Among the tugbost deckhands in my company, there are always the guys you like more, and the guys you like less. Perhaps unsurprisingly, I tend to like guys who are friendly, polite and respectful, which, in fact, describes most of the kids and men who work for my company as deckhands. Not surprisingly, I tend to like a lot of folks here.
That being said, it makes me very happy when the best of these guys move up the ladder, whether it's into the wheelhouse as mate trainees, or out into the world as barge tankermen.
Recently, one of the better of the young cadre of kids asked me specifically if he could train with us.
It presents a conondrum. I actually feel that I'm pretty good at my job. It's not like I'm a heart surgeon. One can be good at moving oil on and off a barge with ease, simply by not spilling any. Knowing the million little details of esoterica related to not spilling oil and knowing what to do with it in the meanwhile is just a bonus. People skills, too, are also just a bonus. One can be a right dick to all and sundry and get by just fine if one can keep the oil in the tank.
But the little stuff is additive in nature. And I know how to teach. Thing is, I don't actually like teaching. As such, I don't want trainees. To be honest, I just really, really need more alone time than most folks to keep myself happy. If I can spend 80% of my day alone, I'm doing well, and will tend to enjoy the other 20% of my time immensely.

§ EXERCISES TO COMPLETE:
- A) Transcribe the passage about tugboat deckhands from "Recently, one of" to "in the tank.".
- B) Rewrite the paragraph of the passage beginning "But the little stuff is additive" in two or three shorter sentences, keeping its main facts.
- C) According to the passage about tugboat deckhands, what two ways can the best deckhands move up the ladder?

§ SOURCE MATERIAL:
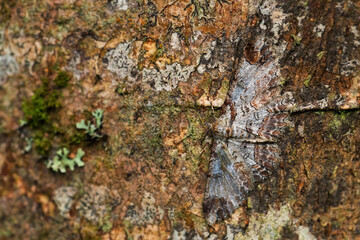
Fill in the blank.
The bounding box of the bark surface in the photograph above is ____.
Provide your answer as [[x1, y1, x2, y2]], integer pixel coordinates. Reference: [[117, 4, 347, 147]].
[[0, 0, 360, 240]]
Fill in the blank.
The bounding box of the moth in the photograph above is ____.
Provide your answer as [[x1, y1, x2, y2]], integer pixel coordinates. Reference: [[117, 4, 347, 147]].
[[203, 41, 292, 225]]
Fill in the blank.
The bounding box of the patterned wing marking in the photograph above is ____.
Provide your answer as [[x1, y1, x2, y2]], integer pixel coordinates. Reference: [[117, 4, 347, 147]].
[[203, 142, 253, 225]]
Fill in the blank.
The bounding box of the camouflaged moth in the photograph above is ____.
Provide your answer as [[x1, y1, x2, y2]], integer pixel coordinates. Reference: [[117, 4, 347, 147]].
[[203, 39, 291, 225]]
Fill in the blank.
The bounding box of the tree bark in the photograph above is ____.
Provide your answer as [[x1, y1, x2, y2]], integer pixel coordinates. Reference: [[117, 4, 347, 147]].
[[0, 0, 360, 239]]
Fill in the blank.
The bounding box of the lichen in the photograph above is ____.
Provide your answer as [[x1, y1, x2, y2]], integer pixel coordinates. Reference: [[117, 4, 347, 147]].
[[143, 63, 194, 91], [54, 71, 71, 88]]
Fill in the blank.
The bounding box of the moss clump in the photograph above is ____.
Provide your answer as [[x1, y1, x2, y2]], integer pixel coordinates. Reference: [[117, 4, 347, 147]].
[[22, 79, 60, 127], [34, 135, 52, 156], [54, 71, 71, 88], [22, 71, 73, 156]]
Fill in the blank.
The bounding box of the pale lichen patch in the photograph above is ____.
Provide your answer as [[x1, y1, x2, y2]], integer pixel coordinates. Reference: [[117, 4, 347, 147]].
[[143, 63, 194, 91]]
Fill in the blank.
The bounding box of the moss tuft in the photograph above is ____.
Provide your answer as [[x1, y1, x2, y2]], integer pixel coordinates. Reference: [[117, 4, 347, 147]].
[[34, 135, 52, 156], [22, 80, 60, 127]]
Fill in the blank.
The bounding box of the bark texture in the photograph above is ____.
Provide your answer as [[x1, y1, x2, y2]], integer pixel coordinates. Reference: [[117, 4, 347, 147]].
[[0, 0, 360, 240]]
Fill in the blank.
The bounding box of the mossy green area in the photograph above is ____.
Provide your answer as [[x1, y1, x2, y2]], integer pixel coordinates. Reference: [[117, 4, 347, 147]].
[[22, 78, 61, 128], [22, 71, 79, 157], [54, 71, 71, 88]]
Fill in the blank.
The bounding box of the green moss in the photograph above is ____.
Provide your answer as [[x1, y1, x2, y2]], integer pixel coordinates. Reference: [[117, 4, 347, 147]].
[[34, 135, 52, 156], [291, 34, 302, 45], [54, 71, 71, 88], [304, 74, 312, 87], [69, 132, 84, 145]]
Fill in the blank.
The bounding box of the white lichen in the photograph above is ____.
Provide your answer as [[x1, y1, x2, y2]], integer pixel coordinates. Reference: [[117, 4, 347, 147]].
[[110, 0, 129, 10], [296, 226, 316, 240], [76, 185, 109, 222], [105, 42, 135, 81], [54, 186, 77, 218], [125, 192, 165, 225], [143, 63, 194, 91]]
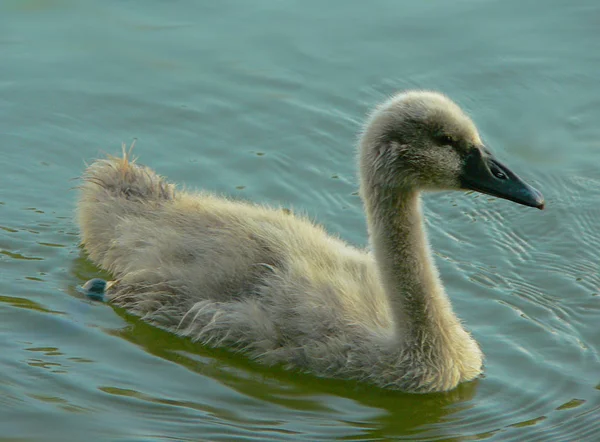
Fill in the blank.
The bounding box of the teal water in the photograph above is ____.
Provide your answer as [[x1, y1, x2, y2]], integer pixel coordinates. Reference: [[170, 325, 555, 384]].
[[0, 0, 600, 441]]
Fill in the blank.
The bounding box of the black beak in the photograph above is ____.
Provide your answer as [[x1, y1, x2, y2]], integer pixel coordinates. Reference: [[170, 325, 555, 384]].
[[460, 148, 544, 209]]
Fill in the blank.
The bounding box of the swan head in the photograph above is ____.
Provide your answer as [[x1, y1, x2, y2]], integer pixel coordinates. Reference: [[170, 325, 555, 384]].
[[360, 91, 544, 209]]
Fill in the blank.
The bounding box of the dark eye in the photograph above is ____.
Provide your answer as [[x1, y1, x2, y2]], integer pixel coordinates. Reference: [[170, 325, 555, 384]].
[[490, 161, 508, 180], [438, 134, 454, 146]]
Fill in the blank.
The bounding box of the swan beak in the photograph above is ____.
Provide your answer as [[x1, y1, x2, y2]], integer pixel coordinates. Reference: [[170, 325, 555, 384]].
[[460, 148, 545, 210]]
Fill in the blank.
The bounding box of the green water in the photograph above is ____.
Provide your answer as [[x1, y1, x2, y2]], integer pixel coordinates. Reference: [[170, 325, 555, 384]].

§ ANSWERS TO THE PROBLEMS:
- A)
Recently, one of the better of the young cadre of kids asked me specifically if he could train with us.
It presents a conondrum. I actually feel that I'm pretty good at my job. It's not like I'm a heart surgeon. One can be good at moving oil on and off a barge with ease, simply by not spilling any. Knowing the million little details of esoterica related to not spilling oil and knowing what to do with it in the meanwhile is just a bonus. People skills, too, are also just a bonus. One can be a right dick to all and sundry and get by just fine if one can keep the oil in the tank.

- B) The little things add up, and though the author knows how to teach, the author doesn't like it and doesn't want trainees. The author needs more alone time than most people: spending 80% of the day alone makes for a good day and makes the other 20% very enjoyable.

- C) Into the wheelhouse as mate trainees, or out into the world as barge tankermen.